**Task instructions**. Please rewrite the part of the material that runs from its first line through the line containing "302 323 L 0", putting "determined" in place of "decided" and leaving everything else unchanged. Give back only those lines.
-- START Supplied entries --
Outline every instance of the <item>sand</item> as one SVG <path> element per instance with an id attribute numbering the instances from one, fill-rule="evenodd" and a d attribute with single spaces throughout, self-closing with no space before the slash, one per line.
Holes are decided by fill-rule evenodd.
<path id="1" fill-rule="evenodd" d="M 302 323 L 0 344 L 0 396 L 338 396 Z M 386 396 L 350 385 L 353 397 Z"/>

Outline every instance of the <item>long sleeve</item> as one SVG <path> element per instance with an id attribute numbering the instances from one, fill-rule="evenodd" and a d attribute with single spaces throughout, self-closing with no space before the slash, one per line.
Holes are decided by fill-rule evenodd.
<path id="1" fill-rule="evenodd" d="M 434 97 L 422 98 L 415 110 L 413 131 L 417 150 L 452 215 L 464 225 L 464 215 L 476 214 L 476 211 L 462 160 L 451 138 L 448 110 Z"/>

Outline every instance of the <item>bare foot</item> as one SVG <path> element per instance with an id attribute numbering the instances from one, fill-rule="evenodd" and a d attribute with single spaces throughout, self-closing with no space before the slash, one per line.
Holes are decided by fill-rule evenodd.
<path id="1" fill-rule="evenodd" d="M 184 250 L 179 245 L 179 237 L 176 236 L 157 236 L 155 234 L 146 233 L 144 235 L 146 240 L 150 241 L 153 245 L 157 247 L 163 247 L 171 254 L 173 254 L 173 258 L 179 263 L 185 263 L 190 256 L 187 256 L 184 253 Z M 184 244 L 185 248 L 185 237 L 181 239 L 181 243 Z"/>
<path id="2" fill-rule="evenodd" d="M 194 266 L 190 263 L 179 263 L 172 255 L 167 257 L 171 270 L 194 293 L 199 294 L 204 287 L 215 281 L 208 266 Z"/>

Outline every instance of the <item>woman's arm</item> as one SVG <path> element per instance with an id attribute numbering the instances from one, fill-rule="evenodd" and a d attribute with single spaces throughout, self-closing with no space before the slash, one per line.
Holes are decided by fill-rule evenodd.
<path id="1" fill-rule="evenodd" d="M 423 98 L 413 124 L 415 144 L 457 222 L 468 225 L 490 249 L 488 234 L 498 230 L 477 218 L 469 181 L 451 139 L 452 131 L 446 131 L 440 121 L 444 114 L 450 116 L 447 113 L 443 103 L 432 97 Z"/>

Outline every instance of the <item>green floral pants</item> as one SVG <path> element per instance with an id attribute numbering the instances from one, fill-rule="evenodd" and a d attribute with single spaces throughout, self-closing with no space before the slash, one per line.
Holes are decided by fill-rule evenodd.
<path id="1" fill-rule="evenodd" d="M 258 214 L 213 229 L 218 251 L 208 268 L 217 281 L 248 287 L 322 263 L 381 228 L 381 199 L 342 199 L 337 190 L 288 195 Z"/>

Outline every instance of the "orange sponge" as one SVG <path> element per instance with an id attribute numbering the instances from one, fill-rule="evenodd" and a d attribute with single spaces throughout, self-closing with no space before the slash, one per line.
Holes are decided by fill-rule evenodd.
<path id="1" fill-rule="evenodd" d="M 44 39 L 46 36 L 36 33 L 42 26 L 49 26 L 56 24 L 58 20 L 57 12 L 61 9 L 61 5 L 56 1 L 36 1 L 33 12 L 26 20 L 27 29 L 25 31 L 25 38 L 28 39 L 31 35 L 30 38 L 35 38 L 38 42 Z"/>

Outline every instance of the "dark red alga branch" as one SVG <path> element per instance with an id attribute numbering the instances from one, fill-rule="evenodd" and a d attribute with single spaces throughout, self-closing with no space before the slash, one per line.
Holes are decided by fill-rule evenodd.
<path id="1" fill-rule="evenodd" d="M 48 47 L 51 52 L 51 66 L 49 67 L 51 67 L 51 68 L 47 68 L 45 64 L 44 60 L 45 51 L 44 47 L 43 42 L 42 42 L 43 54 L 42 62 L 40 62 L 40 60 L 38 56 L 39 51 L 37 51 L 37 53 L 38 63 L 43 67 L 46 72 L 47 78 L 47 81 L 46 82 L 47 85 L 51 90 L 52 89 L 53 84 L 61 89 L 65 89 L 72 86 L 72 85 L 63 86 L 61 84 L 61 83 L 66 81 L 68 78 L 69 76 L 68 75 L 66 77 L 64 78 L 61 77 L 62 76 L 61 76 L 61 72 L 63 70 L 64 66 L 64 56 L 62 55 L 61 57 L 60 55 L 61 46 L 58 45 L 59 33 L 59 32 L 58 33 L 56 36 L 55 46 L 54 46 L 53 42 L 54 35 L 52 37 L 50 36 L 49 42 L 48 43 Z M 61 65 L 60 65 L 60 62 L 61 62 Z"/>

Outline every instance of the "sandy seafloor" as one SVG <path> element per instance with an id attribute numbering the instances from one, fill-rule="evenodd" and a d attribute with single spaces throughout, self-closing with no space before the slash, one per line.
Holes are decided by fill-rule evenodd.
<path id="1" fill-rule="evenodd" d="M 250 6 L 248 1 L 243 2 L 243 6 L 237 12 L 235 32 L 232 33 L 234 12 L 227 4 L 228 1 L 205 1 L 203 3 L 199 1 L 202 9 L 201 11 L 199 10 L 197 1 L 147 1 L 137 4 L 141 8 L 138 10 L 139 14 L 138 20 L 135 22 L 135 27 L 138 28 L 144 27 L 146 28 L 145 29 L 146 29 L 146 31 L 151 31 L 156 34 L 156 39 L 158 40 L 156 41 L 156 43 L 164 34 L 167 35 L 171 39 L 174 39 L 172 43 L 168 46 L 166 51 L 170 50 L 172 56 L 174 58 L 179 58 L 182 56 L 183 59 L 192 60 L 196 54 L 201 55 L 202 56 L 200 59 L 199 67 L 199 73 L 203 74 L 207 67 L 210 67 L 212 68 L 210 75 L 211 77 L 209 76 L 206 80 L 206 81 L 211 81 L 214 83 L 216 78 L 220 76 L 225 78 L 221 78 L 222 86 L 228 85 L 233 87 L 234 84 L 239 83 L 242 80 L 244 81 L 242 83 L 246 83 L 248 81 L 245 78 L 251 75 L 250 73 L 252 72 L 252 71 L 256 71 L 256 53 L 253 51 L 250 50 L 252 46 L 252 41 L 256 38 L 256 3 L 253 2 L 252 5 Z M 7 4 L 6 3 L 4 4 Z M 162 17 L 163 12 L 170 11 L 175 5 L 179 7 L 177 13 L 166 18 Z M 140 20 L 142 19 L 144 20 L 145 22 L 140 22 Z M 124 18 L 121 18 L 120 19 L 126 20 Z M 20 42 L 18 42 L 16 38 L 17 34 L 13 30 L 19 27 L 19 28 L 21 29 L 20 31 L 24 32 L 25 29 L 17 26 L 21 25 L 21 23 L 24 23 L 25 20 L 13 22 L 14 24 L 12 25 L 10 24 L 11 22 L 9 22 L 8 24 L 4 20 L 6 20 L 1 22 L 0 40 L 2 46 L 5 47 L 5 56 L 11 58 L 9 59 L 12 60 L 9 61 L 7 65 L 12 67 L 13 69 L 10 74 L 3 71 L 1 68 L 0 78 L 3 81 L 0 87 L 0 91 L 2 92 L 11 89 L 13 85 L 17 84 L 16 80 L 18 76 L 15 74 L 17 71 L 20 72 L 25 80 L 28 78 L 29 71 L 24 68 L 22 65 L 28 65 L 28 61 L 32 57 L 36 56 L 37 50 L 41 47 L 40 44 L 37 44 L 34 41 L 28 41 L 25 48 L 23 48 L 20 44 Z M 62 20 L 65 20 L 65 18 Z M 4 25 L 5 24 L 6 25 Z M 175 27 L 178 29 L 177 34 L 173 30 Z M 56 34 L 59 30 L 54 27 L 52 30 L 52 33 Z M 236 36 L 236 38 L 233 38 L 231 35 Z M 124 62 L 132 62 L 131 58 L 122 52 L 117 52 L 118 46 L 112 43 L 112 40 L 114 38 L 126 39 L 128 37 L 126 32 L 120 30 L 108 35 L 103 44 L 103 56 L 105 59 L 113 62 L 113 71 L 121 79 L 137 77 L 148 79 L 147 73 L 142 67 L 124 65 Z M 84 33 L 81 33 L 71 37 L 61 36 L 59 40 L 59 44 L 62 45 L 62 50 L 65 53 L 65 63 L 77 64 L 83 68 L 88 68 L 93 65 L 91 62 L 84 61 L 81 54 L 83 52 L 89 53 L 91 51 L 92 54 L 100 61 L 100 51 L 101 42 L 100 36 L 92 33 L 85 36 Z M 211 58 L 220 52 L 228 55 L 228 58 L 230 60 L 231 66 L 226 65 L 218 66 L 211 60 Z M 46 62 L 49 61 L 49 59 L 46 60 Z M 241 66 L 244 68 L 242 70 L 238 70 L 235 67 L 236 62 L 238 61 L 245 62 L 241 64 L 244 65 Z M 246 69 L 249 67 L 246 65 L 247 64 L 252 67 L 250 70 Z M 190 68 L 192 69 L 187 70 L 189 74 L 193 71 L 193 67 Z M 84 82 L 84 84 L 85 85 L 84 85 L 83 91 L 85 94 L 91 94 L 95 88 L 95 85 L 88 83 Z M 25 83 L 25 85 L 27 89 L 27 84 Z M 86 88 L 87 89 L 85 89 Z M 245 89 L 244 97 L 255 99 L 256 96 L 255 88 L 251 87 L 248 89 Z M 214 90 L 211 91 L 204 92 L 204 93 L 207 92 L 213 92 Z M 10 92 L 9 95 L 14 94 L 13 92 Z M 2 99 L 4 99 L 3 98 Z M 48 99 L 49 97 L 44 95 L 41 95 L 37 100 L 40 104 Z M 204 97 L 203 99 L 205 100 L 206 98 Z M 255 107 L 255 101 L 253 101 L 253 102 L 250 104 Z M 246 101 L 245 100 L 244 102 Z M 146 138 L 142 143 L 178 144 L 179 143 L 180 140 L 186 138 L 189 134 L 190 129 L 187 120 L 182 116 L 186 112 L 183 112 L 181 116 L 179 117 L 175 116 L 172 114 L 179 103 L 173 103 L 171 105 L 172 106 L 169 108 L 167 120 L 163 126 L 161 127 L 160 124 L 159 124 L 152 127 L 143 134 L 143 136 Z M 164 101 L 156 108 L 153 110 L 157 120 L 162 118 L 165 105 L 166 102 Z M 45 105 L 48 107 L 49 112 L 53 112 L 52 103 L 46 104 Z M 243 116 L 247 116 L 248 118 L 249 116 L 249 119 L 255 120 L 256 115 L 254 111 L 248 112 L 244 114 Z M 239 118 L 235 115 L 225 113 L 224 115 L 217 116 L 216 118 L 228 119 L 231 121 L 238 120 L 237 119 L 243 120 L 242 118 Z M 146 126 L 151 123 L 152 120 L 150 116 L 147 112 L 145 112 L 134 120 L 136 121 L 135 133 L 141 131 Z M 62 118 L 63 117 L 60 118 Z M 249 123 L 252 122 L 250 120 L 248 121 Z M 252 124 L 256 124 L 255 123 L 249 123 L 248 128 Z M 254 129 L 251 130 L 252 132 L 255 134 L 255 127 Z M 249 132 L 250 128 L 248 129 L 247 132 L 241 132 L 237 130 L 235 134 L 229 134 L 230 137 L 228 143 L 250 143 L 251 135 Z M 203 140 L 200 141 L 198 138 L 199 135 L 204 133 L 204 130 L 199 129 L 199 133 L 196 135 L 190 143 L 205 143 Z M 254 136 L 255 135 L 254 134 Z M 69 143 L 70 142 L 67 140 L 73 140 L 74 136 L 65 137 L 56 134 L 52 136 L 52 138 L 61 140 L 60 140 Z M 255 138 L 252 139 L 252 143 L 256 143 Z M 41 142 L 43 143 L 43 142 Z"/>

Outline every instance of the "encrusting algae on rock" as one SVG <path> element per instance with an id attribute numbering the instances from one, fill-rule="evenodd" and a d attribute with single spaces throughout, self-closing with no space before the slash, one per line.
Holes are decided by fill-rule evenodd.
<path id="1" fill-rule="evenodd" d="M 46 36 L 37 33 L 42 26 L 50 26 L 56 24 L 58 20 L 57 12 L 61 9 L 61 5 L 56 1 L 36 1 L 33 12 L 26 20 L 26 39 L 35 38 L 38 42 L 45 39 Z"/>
-- END Supplied entries --
**Problem solution**.
Outline every instance of the <item>sand</item> as one SVG <path> element per instance with an id attribute numbering the instances from one, fill-rule="evenodd" and a d attribute with single spaces throughout, self-closing with no space before the slash, one per line.
Holes are determined by fill-rule evenodd.
<path id="1" fill-rule="evenodd" d="M 302 323 L 0 344 L 0 396 L 338 396 Z M 386 396 L 350 385 L 353 397 Z"/>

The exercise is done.